Fomes fomentarius, ou Amadouvier, est un champignon commun dans l’hémisphère nord, qui pousse sur le bois en causant sa décomposition et pouvant atteindre un diamètre de 50 cm. Utilisé comme allume-feu depuis la préhistoire, il a aussi trouvé de nombreux usages en médecine : cautérisation des plaies, pansement, compresse ; ou encore dans la fabrication de certains vêtements ou objets décoratifs. Dans une étude publiée dans la revue Science Advances, une équipe de chercheurs finlandais, allemands et néerlandais, se propose d’étudier en détail la structure de ce champignon étonnant et d’envisager son utilisation en tant que biomatériau qui pourrait, selon les chercheurs, « surpasser les matériaux naturels ».
Les biomatériaux, une industrie florissante

Depuis quelques années, l’industrie des biomatériaux est florissante. Les mycomatériaux, en particulier, se popularisent puisqu’ils présentent de nombreux avantages : ils sont faits à partir de matière organique, sont biodégradables et leur fabrication nécessite beaucoup moins de dioxyde de carbone (CO2) que pour les matériaux traditionnels. Ils sont aussi plus économiques.

—————

Travail à faire.
(A) Les affirmations ci-dessous concordent-elles avec l'extrait fourni ? Pour chacune, répondez par oui ou par non et citez mot pour mot les termes de l'extrait qui permettent de trancher.
(i) L'amadouvier peut atteindre un diamètre de 50 cm.
(ii) L'étude sur ce champignon a paru dans la revue Nature.
(iii) Fabriquer des mycomatériaux demande plus de CO2 que fabriquer des matériaux traditionnels.
(B) Recopiez sans rien changer le passage de l'extrait fourni qui va de « Depuis quelques années, l’industrie » à « aussi plus économiques. ».
Appuyez-vous uniquement sur l'extrait fourni.

Extraits de données.

—————

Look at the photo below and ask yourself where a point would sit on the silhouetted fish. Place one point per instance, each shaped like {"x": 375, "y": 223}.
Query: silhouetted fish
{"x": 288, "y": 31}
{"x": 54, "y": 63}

—————

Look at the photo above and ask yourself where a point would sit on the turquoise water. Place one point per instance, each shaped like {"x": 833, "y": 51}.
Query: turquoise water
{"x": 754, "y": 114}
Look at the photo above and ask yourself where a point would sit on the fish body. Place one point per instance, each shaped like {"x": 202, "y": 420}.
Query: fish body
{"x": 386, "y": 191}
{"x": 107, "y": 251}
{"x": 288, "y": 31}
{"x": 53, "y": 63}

—————

Corrigé.
(A)
(i) Oui : « pouvant atteindre un diamètre de 50 cm ».
(ii) Non : « publiée dans la revue Science Advances ».
(iii) Non : « leur fabrication nécessite beaucoup moins de dioxyde de carbone (CO2) que pour les matériaux traditionnels ».

(B)
Depuis quelques années, l’industrie des biomatériaux est florissante. Les mycomatériaux, en particulier, se popularisent puisqu’ils présentent de nombreux avantages : ils sont faits à partir de matière organique, sont biodégradables et leur fabrication nécessite beaucoup moins de dioxyde de carbone (CO2) que pour les matériaux traditionnels. Ils sont aussi plus économiques.